Your task → Copy out in full every line from the one containing "I need to find the wooden" through the one containing "[[730, 362, 913, 428], [223, 473, 393, 543]]", keeping the wording the same but multiplying each bounding box coordinate in the answers by 0.35 and rounding it to a whole number, with halves rounded up.

Task material →
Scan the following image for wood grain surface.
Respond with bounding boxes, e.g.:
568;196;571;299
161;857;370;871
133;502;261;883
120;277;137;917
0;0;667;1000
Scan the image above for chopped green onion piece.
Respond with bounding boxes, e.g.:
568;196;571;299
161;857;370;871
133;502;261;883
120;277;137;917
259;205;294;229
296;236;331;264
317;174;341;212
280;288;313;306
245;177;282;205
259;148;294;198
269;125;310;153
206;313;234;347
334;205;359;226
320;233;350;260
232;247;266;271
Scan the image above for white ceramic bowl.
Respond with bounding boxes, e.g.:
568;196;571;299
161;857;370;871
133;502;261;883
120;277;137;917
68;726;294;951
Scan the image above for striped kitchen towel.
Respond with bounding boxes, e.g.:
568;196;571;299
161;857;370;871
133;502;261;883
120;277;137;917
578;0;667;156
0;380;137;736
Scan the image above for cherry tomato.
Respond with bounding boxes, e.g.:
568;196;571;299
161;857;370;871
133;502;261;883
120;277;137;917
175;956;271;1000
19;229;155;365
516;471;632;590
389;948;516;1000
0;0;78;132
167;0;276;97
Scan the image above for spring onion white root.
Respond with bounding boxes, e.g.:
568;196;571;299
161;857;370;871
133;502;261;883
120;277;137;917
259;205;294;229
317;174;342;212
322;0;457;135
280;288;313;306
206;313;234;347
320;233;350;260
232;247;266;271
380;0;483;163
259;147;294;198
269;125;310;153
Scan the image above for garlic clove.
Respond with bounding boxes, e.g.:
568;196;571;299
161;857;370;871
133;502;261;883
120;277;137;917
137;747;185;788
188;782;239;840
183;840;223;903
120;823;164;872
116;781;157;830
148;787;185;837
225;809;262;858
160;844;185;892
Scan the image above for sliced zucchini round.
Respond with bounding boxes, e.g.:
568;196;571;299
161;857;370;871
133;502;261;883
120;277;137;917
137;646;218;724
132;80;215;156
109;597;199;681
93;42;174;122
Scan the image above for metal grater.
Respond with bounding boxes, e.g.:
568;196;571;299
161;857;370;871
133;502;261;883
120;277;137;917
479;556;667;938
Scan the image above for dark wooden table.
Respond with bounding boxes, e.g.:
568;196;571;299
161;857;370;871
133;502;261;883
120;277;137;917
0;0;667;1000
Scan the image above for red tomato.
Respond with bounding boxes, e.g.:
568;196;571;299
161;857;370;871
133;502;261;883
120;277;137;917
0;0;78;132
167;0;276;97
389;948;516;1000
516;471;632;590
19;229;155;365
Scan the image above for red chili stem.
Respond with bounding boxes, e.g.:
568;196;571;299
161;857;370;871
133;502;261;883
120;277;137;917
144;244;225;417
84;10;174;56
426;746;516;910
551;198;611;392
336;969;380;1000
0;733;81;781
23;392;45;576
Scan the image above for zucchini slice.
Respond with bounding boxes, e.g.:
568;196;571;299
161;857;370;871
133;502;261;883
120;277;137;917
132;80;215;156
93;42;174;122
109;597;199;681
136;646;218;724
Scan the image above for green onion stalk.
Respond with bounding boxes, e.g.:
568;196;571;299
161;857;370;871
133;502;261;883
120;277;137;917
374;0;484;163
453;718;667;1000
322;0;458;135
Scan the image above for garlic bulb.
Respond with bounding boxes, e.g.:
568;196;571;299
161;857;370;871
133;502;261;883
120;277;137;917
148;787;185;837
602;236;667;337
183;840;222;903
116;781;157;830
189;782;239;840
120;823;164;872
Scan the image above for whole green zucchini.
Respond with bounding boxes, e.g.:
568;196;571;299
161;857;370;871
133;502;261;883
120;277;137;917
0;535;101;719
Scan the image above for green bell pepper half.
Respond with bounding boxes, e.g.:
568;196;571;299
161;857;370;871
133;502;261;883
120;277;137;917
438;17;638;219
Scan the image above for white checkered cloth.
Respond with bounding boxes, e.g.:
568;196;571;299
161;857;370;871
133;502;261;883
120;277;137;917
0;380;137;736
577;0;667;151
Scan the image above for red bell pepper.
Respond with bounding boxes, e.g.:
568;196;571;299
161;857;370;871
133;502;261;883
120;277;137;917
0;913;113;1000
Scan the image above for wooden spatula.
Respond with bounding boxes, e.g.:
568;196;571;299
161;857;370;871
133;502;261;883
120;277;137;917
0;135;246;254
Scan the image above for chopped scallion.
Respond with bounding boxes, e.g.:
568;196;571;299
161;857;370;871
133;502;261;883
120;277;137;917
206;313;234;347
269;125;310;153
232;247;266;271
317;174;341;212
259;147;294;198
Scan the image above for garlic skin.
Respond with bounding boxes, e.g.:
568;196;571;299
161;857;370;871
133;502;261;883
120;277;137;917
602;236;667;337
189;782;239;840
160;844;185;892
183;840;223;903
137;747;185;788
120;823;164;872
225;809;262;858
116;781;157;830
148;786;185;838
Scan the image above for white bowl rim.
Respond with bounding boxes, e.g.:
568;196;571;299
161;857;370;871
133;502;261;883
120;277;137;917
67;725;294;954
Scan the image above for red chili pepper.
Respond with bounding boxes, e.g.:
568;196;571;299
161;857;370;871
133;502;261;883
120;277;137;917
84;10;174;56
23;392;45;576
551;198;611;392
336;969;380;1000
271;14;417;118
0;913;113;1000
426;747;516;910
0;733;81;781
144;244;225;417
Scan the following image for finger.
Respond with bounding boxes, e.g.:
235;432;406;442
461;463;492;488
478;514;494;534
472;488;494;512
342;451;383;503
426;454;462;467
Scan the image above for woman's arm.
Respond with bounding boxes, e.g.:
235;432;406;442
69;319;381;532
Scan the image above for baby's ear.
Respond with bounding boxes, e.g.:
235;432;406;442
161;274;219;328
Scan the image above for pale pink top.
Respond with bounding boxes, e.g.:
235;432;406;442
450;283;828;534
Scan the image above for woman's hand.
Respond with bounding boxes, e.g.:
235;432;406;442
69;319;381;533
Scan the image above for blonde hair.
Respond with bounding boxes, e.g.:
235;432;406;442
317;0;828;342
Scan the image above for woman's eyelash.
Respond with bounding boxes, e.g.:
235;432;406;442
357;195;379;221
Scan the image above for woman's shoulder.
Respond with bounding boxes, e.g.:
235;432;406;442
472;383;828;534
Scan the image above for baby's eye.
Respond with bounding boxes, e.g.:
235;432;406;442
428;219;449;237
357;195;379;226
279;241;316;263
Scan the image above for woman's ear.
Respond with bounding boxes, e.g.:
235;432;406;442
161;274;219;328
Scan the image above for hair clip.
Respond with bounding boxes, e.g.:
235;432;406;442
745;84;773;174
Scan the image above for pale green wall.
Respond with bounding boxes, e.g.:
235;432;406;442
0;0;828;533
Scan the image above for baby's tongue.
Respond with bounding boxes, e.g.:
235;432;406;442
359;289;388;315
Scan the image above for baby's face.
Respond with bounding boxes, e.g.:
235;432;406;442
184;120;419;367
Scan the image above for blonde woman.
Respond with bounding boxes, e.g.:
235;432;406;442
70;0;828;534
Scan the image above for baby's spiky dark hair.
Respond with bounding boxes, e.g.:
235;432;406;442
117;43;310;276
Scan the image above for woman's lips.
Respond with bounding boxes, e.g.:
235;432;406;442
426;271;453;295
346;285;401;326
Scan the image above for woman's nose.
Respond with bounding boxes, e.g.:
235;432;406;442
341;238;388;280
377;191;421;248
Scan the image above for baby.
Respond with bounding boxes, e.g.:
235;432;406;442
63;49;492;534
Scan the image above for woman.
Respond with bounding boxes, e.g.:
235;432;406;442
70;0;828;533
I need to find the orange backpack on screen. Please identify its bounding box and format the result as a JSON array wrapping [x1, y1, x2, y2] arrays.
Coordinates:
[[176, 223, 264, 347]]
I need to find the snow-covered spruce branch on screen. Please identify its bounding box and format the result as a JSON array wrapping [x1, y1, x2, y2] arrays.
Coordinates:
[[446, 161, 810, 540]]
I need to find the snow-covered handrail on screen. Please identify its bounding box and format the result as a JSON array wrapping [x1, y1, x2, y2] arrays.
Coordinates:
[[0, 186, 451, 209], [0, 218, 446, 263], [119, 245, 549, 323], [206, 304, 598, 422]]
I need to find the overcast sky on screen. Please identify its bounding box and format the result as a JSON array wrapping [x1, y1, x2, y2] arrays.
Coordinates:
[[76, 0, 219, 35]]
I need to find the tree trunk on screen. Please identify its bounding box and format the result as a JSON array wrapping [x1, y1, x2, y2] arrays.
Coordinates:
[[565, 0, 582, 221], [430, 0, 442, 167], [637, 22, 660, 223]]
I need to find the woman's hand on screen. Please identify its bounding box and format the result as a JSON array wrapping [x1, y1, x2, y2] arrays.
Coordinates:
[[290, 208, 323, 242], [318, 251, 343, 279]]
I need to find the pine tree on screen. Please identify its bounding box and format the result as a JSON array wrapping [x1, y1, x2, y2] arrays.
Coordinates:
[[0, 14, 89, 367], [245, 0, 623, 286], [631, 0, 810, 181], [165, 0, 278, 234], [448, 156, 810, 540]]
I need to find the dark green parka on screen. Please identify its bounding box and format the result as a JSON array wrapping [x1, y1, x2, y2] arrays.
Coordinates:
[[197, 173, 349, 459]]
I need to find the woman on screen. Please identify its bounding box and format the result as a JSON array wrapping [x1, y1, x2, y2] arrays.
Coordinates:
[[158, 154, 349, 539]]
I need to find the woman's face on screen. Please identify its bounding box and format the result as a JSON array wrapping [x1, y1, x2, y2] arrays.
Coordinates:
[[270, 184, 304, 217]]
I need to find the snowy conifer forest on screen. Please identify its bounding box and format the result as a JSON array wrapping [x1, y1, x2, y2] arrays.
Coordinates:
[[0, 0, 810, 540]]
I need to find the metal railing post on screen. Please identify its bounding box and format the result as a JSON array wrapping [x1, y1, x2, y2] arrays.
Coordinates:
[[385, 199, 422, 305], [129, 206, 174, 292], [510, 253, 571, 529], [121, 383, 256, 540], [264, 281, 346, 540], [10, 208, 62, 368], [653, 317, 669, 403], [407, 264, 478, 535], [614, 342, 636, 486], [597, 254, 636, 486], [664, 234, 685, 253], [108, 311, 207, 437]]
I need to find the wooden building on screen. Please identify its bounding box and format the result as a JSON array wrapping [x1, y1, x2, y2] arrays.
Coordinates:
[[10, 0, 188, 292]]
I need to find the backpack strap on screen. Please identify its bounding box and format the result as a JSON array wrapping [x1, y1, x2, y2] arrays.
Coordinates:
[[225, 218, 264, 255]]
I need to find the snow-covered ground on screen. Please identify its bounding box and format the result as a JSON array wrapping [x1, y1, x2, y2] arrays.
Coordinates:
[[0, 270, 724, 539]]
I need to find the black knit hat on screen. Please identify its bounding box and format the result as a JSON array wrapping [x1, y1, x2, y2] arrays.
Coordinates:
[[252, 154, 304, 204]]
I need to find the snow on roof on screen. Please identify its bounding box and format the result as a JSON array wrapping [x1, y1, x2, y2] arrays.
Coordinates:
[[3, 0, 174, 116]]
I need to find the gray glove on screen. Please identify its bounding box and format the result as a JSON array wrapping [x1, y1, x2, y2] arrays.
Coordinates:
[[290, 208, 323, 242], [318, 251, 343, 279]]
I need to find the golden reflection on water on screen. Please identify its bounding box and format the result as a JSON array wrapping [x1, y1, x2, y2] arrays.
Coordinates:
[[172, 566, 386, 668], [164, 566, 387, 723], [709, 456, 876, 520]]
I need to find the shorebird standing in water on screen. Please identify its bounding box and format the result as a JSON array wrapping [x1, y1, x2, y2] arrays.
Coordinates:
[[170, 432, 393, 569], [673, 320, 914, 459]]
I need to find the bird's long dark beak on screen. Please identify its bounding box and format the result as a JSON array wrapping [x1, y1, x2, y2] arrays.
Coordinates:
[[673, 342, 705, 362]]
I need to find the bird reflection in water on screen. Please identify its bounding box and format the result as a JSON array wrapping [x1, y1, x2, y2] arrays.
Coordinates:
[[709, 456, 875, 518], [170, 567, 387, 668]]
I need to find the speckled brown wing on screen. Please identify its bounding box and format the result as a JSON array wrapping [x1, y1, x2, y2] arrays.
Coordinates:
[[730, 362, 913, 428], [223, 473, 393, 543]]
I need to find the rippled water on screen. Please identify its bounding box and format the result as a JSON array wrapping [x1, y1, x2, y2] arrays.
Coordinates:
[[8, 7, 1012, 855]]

Result below →
I need to find the wooden building on screen. Please identify its bounding box and format the result as a JSON array wrapping [x1, y1, x2, y2] arrays.
Coordinates:
[[4, 0, 66, 102]]
I need to find the backpack strap on screen. Please identify its bounding box and format the result as a JSON array wrapping [x1, y1, x2, y2] arrays.
Coordinates:
[[79, 76, 92, 89]]
I need to find the snow-covered ground on screen. Please identify its bounding box and format the result as a JSON array wrapping [x1, y1, x2, y2] arrays.
Coordinates:
[[0, 95, 253, 189]]
I need to find the black knit hat on screen. Please identify its bounding box and format the result as a JSON array wrapping [x1, y1, x2, y2] arrays.
Coordinates:
[[88, 54, 106, 71]]
I need to find the snow on roof on screen. Please identify its bounding box and format the result as a JSON array wrapping [x1, y1, x2, y2] arrays.
Coordinates:
[[1, 0, 61, 41]]
I need to find the gray glove on screen. Please identify its bounding box and format the result as a JSON array wrapping [x1, y1, x2, y2] arrays.
Coordinates:
[[102, 73, 113, 85], [111, 88, 120, 98]]
I need to find the golden reflection on water on screen. Please identify its bounding box and format the result as a JSON array wrapping [x1, y1, x2, y2] arrays.
Coordinates:
[[60, 198, 135, 234], [57, 198, 135, 253], [248, 160, 307, 182]]
I need to find the shorebird standing in water on screen. Please identify its bounding box and format the result as a JSON array wrapping [x1, y1, x2, y2] arrays.
Coordinates:
[[60, 151, 138, 199], [236, 112, 320, 161]]
I need to find the bird's long dark beak on screen. Please identify its bounding box and format the result as a JSON array wrapping [x1, y1, x2, y2] arrays.
Coordinates:
[[236, 120, 247, 127]]
I need to find the bird reflection in water on screen. Please identify its bounding box and format the result as a JSON array wrapping [x1, y1, x2, y2] arrays.
Coordinates:
[[248, 160, 306, 181], [60, 198, 135, 234]]
I need to find the speckled brown wing on screen. Please identify its bounding box and format the result as a JSON array wrapping [x1, y1, x2, y2] arrays.
Coordinates:
[[256, 127, 320, 150], [78, 166, 138, 190]]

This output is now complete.